El Camino Christmas is a 2017 American comedy directed by David E. Talbert and written by Theodore Melfi and Christopher Wehner. The film stars Luke Grimes,
Vincent D'Onofrio,  Dax Shepard, Kurtwood Smith, Michelle Mylett, Emilio Rivera, Kimberly Quinn, Jessica Alba, Tim Allen and Jimmy O. Yang. The film was released on Netflix on December 8, 2017.

Plot
A young man (Luke Grimes) seeks out a father (Tim Allen) he has never met and ends up barricaded in a liquor store with five other people on Christmas Eve. There is much turmoil, and back and forth between all involved. After an extended shootout, a “hero” emerges.

> [SHORT EXERCISE A]
Transcribe the stretch of the film article from "El Camino Christmas" through "December 8, 2017.".
The film article and the rows after it come from separate, unrelated sources.

> [SUPPLIED DATA]
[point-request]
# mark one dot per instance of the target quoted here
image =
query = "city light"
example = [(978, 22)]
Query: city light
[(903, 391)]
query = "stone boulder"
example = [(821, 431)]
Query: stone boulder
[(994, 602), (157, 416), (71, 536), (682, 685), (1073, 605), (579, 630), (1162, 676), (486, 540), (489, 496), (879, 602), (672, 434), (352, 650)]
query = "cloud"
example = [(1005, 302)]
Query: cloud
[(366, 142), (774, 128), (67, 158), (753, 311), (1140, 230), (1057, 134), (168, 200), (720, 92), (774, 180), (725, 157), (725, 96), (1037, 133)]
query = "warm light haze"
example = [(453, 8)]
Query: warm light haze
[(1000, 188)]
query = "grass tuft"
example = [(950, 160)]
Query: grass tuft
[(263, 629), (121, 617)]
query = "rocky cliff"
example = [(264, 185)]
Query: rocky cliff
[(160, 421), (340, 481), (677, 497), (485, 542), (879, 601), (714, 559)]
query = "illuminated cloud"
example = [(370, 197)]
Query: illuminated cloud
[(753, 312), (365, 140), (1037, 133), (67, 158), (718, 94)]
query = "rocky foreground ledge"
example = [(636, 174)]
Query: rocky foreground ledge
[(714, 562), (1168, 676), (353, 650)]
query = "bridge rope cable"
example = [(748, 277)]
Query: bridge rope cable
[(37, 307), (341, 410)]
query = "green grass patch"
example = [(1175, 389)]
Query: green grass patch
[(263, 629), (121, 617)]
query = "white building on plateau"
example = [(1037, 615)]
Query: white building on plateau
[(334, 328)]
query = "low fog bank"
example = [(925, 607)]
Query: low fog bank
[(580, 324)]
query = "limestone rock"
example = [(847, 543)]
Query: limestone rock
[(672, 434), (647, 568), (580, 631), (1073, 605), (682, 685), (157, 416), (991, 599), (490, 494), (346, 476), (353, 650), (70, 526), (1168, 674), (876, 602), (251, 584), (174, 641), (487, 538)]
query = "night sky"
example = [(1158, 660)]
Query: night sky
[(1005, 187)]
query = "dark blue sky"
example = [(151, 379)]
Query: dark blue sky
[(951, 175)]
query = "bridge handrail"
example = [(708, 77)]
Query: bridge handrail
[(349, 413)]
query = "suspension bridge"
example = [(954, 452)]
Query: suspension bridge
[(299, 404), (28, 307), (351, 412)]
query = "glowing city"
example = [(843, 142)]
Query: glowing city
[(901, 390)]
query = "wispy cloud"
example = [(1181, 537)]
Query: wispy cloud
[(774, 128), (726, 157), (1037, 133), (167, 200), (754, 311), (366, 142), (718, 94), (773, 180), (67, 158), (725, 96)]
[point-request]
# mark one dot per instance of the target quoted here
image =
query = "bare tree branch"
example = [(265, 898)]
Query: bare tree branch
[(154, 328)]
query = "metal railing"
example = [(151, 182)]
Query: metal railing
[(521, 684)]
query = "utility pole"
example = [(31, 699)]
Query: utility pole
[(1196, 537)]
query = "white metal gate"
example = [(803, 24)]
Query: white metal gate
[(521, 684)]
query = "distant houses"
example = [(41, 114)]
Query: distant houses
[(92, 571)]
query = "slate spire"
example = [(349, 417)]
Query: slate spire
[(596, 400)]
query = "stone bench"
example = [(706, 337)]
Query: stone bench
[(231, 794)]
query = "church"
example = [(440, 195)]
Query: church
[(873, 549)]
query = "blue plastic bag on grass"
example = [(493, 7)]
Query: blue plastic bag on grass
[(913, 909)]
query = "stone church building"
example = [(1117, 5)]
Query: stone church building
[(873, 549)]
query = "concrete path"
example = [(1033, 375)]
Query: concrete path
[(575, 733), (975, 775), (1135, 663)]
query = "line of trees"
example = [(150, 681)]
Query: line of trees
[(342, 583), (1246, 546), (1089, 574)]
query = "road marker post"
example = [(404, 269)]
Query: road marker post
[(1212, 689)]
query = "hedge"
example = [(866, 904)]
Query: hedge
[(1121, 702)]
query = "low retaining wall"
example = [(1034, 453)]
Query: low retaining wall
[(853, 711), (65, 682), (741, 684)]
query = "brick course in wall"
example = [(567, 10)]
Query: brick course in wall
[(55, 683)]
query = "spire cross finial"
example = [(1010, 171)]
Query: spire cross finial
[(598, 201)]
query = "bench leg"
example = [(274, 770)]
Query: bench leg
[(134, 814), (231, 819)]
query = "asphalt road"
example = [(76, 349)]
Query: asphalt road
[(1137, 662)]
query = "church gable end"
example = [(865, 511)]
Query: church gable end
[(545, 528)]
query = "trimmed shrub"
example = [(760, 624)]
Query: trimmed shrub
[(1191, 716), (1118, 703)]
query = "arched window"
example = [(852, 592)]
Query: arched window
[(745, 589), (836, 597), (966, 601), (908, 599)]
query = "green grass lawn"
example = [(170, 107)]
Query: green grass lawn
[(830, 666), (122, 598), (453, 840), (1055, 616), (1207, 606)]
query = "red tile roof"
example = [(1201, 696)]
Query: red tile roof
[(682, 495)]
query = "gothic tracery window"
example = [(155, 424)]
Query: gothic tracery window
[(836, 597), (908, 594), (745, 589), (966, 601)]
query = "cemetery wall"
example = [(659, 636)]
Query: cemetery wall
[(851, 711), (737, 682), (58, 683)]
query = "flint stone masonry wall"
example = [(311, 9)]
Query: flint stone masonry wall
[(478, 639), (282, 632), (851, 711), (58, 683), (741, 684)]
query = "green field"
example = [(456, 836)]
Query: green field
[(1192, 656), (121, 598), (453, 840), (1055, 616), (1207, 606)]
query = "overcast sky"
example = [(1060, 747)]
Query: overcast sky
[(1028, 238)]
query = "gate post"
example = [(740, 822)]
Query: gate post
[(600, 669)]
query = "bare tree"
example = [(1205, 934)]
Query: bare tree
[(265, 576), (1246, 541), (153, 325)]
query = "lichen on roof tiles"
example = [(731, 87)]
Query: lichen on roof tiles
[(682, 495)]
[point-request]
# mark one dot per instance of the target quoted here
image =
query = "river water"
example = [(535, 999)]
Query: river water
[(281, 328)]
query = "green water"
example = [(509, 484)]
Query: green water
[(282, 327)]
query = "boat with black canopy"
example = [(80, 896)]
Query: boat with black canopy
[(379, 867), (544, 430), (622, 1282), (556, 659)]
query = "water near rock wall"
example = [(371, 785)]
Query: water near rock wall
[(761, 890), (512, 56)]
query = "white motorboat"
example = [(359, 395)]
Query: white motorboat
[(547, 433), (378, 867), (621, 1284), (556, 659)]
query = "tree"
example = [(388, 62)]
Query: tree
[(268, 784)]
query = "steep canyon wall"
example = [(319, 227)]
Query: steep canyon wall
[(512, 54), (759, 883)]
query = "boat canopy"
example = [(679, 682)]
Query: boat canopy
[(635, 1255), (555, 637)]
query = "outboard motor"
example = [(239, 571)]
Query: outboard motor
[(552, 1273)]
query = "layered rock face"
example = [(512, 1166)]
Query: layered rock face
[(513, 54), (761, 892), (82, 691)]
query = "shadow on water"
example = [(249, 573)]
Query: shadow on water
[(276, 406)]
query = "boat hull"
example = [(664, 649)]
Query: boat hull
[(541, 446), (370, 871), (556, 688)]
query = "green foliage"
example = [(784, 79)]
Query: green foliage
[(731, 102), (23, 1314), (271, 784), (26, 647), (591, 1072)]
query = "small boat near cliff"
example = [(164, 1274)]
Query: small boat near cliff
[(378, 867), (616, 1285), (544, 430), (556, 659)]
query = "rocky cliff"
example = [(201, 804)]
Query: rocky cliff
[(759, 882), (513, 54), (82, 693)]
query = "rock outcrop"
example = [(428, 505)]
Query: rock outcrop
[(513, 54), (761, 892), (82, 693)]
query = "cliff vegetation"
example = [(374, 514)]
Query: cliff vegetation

> [SHORT EXERCISE B]
Extract each line of the rows that contains the string "utility", matching its case exactly.

> [RIGHT ANSWER A]
El Camino Christmas is a 2017 American comedy directed by David E. Talbert and written by Theodore Melfi and Christopher Wehner. The film stars Luke Grimes,
Vincent D'Onofrio,  Dax Shepard, Kurtwood Smith, Michelle Mylett, Emilio Rivera, Kimberly Quinn, Jessica Alba, Tim Allen and Jimmy O. Yang. The film was released on Netflix on December 8, 2017.

> [RIGHT ANSWER B]
query = "utility pole"
Query: utility pole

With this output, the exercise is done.